* TO DO
Count the lines in the listing below that contain the string "coordinates", and reply with only that number.

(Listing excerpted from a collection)
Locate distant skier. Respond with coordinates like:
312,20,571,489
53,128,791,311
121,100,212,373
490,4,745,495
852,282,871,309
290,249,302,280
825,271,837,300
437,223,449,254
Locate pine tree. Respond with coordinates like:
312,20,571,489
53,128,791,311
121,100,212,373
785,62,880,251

* WRITTEN ANSWER
2